DATASET RECORDS:

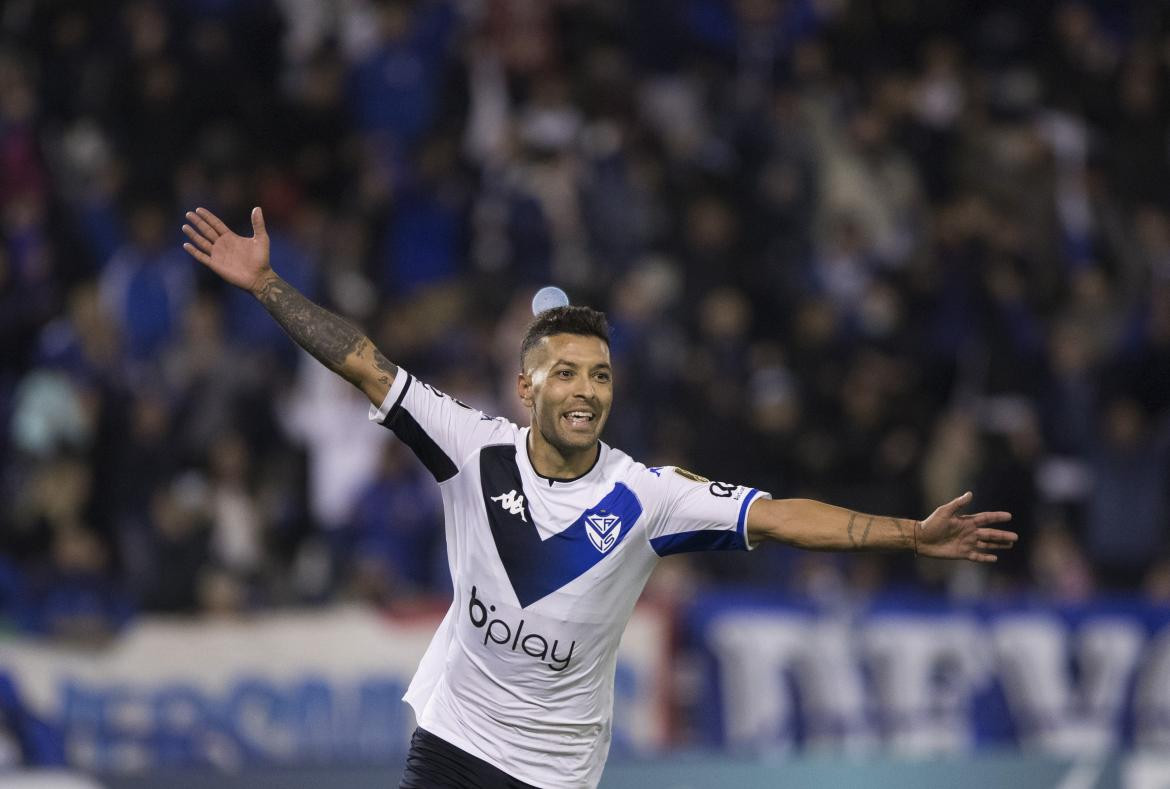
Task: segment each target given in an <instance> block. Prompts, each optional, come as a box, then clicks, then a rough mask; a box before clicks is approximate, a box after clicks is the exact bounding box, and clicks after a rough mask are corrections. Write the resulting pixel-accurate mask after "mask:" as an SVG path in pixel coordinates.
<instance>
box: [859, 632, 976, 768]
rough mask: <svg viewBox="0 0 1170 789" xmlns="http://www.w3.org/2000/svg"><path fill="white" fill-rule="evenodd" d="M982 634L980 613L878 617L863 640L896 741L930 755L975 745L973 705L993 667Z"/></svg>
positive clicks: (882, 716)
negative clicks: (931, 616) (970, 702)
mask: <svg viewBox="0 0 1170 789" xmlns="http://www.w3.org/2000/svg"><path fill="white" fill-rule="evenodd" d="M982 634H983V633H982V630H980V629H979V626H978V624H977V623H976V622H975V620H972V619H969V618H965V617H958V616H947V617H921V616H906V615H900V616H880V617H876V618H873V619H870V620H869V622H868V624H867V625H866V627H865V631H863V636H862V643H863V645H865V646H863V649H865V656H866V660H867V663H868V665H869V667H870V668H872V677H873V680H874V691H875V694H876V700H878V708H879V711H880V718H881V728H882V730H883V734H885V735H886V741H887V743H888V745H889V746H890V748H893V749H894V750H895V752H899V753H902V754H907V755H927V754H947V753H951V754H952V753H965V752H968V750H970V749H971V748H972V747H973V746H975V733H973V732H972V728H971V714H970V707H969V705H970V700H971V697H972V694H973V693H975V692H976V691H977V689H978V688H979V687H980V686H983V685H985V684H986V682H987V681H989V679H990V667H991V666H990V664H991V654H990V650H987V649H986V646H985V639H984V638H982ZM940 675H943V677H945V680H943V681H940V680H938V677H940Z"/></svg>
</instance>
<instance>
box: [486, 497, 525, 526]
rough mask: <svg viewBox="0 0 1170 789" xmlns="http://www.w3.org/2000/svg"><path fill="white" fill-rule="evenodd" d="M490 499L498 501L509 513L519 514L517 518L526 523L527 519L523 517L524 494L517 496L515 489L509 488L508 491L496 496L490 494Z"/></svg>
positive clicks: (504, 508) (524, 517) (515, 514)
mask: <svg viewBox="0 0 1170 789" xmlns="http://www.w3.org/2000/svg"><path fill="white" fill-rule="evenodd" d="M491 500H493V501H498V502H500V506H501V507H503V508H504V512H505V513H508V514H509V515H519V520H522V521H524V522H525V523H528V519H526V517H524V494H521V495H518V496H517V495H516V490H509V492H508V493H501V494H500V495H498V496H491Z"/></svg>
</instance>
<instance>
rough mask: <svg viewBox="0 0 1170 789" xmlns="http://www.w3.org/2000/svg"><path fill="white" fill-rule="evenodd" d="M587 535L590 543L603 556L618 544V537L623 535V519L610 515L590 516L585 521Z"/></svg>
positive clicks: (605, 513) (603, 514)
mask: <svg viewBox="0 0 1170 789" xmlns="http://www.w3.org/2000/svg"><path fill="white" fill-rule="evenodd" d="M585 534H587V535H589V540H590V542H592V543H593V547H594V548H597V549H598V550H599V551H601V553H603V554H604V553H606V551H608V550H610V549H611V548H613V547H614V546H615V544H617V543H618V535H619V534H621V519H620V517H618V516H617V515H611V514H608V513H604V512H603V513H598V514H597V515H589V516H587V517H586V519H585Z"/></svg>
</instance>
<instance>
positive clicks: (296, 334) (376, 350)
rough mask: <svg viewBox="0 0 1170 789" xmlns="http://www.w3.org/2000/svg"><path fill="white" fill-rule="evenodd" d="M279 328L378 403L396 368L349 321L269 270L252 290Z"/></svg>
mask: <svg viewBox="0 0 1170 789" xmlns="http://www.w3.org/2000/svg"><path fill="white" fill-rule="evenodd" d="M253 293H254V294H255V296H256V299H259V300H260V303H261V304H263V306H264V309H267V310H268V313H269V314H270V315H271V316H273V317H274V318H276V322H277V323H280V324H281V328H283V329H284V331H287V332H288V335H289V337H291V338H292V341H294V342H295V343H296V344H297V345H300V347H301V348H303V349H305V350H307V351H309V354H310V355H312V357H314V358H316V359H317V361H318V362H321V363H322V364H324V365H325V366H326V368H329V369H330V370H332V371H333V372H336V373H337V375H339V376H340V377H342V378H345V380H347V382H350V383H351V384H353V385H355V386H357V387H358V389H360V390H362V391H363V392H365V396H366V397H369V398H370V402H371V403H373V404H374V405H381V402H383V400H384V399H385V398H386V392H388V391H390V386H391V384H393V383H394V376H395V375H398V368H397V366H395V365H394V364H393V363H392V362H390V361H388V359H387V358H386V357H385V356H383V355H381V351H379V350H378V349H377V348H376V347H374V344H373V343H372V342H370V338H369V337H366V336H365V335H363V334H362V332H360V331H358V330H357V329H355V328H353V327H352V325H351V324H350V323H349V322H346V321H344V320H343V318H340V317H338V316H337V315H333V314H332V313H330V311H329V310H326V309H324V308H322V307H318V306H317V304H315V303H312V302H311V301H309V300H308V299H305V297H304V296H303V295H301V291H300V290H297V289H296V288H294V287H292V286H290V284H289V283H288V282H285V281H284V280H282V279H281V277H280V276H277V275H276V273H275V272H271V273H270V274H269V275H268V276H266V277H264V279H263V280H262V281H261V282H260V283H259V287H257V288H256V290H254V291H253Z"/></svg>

TRY IT: Update the lines from the start of the material through the line holding "positive clicks: (882, 716)", inclusive, replacing "clicks" with "points" and changing nothing else. Output only those lines, without the picture.

RESPONSE:
Task: segment each target given in an <instance> block. Prompts, each optional, come as a box, then points, then a rough mask; a box before points is approximate, a box after points is the exact bounding box, and points after a rough mask are corrections. Write the resulting pixel-accurate mask after "mask:" as an SVG path in pixel coordinates.
<instance>
box: [859, 632, 976, 768]
rough mask: <svg viewBox="0 0 1170 789" xmlns="http://www.w3.org/2000/svg"><path fill="white" fill-rule="evenodd" d="M982 634L980 613L878 617L863 640L896 741L930 755L975 745L973 705L993 667Z"/></svg>
positive points: (882, 716)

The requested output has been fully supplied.